::: 確認用データ :::

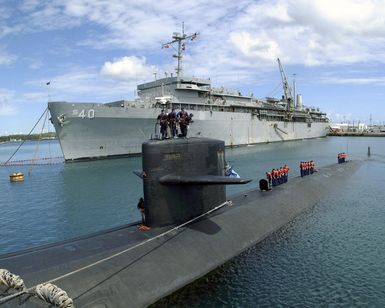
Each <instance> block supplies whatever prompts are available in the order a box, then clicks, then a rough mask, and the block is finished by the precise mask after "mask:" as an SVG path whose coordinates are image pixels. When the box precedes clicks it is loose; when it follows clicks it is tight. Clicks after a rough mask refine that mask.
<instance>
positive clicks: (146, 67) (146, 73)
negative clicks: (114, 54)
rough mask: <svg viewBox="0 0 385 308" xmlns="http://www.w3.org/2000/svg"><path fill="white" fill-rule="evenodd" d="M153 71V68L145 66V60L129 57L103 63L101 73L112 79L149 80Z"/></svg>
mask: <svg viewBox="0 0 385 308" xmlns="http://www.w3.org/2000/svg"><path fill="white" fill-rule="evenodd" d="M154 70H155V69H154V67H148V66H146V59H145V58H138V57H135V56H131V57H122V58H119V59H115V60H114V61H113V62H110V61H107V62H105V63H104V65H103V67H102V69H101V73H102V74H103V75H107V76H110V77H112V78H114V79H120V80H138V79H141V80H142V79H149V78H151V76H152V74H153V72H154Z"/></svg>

:::
::: 確認用データ :::

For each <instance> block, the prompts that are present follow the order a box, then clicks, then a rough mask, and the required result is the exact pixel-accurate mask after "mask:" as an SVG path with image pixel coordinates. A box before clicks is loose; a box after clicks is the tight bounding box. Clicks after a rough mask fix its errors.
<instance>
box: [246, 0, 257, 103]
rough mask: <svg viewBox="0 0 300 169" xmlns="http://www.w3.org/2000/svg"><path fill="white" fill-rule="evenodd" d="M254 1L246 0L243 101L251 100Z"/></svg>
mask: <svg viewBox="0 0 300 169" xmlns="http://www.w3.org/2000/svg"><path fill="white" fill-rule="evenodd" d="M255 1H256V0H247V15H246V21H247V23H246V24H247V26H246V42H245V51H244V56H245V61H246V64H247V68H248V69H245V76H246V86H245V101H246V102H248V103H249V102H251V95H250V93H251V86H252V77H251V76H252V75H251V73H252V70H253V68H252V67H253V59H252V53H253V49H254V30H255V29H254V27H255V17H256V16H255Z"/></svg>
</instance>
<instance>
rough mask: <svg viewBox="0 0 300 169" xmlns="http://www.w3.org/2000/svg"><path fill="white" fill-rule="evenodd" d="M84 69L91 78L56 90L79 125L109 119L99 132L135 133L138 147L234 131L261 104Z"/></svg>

:::

課題: 「</instance>」を含む行で始まり「69L91 78L56 90L79」を含む行で終わる部分を、両端の行も含めて一字一句変えずに書き写してください。

最終解答:
</instance>
<instance>
rough mask: <svg viewBox="0 0 300 169" xmlns="http://www.w3.org/2000/svg"><path fill="white" fill-rule="evenodd" d="M84 69L91 78L56 90L79 125L109 119L99 132L135 133L138 147L234 131L261 104Z"/></svg>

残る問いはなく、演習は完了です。